* Problem details:
Convert every line of the material below into a JSON list of strings, with one string per line and blank lines left out.
━━━━━━━━━━
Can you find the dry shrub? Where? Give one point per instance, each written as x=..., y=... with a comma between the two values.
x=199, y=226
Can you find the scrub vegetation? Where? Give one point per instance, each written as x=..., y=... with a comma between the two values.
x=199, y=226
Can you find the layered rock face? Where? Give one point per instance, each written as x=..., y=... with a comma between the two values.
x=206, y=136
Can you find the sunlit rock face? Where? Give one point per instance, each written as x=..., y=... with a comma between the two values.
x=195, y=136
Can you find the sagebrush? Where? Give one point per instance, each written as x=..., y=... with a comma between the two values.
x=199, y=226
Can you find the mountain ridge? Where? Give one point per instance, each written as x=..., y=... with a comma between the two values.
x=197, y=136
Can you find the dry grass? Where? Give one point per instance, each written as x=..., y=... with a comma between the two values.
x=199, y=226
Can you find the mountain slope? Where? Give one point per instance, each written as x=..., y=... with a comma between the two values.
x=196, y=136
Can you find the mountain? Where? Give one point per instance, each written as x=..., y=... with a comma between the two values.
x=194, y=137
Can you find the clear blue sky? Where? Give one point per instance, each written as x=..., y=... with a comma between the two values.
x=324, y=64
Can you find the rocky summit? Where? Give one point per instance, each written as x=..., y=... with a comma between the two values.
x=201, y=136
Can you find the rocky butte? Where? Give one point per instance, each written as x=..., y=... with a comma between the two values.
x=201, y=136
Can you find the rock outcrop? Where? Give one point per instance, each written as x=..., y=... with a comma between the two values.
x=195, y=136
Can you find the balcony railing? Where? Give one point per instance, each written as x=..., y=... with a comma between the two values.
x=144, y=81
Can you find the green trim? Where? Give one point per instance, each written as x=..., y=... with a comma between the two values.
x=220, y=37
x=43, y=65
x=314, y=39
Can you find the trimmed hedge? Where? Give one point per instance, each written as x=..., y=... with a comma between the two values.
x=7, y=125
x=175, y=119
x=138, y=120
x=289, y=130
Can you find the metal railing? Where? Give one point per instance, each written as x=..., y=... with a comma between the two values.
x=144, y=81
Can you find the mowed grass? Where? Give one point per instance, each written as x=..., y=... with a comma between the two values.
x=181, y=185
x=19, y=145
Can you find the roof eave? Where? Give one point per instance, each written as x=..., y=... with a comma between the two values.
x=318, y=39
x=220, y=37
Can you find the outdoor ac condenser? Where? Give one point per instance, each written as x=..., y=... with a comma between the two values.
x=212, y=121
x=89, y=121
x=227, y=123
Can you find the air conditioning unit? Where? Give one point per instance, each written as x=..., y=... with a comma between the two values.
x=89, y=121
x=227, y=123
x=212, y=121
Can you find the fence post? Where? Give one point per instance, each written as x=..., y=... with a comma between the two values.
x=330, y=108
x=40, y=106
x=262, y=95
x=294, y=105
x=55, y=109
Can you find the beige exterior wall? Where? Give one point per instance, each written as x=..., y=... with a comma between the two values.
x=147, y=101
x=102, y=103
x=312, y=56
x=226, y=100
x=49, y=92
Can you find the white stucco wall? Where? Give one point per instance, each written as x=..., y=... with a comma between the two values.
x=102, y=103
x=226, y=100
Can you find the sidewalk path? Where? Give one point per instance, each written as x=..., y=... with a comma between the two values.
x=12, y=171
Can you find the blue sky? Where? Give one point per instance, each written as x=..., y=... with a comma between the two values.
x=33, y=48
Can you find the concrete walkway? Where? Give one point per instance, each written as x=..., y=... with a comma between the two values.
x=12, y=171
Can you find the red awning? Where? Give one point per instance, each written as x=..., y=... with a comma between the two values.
━━━━━━━━━━
* Response to this exercise:
[
  "Can you find the dry shrub? Where? Give one point per instance, each written as x=..., y=... with a comma between the two values.",
  "x=199, y=226",
  "Can you find the scrub vegetation? Where? Give one point per instance, each written as x=..., y=... with a comma between the two values.",
  "x=199, y=226",
  "Can you find the layered rock face? Where? Give one point per instance, each written as x=..., y=... with a comma between the two values.",
  "x=206, y=136",
  "Can you find the sunlit rock face? Where? Give one point per instance, each written as x=..., y=... with a comma between the two values.",
  "x=195, y=136",
  "Can you find the sagebrush? Where? Give one point per instance, each written as x=..., y=... with a comma between the two values.",
  "x=199, y=226",
  "Can you find the mountain ridge? Where? Give one point per instance, each written as x=..., y=... with a comma between the two values.",
  "x=197, y=136",
  "Can you find the dry grass? Where? Give one point per instance, each written as x=..., y=... with a comma between the two values.",
  "x=199, y=226",
  "Can you find the mountain slope? Where? Give one point per instance, each written as x=..., y=... with a comma between the two values.",
  "x=196, y=136",
  "Can you find the mountain? Where? Give one point per instance, each written as x=..., y=... with a comma between the two values.",
  "x=194, y=137",
  "Can you find the clear blue sky? Where? Give one point per instance, each written as x=..., y=... with a comma between the two values.",
  "x=324, y=64",
  "Can you find the rocky summit? Where? Give one point per instance, each written as x=..., y=... with a comma between the two values.",
  "x=201, y=136",
  "Can you find the rocky butte? Where? Give one point per instance, each written as x=..., y=... with a comma between the two values.",
  "x=201, y=136",
  "Can you find the rock outcrop? Where? Give one point per instance, each written as x=..., y=... with a comma between the two values.",
  "x=195, y=136",
  "Can you find the balcony railing? Where? Give one point per instance, each written as x=..., y=... with a comma between the two values.",
  "x=144, y=81",
  "Can you find the green trim? Where? Give one point per instance, each written as x=..., y=... with a comma between the two values.",
  "x=220, y=37",
  "x=43, y=65",
  "x=314, y=39",
  "Can you find the trimmed hedge? Where? Give one point per instance, each written as x=..., y=... with a comma between the two values.",
  "x=7, y=125",
  "x=175, y=119",
  "x=138, y=120",
  "x=289, y=130",
  "Can you find the metal railing? Where? Give one point per instance, each written as x=..., y=... with a comma between the two values.",
  "x=144, y=81",
  "Can you find the mowed grass? Where? Give one point per instance, each written as x=..., y=... with a comma between the two values.",
  "x=181, y=185",
  "x=19, y=145",
  "Can you find the roof eave? Where? Give one point per instance, each written as x=..., y=... with a comma between the two values.",
  "x=318, y=39",
  "x=220, y=37",
  "Can you find the outdoor ac condenser? Where? Give one point per instance, each written as x=..., y=... with a comma between the two values.",
  "x=212, y=121",
  "x=89, y=121",
  "x=227, y=123",
  "Can you find the air conditioning unit? Where? Give one point per instance, each written as x=..., y=... with a comma between the two values.",
  "x=89, y=121",
  "x=227, y=123",
  "x=212, y=121",
  "Can you find the fence post? Where? Give one point per instance, each written as x=..., y=... with a comma between the two values.",
  "x=330, y=108",
  "x=40, y=106",
  "x=262, y=95",
  "x=294, y=105",
  "x=55, y=109",
  "Can you find the beige exterior wall? Where? Give one point per instance, each written as x=..., y=... with a comma between the two values.",
  "x=147, y=101",
  "x=102, y=103",
  "x=312, y=56",
  "x=226, y=100",
  "x=49, y=92",
  "Can you find the white stucco wall? Where? Give one point per instance, each written as x=..., y=... with a comma between the two values.",
  "x=102, y=103",
  "x=226, y=100",
  "Can you find the sidewalk path? Where? Give one point per instance, each written as x=..., y=... with a comma between the two values.",
  "x=12, y=171",
  "Can you find the blue sky? Where? Give one point per instance, each written as x=..., y=... with a comma between the two values.",
  "x=33, y=48",
  "Can you find the concrete walkway? Where? Give one point per instance, each written as x=..., y=... with a comma between the two values.",
  "x=12, y=171",
  "Can you find the red awning? Where? Give one point per instance, each written as x=..., y=... with a comma between the two values."
]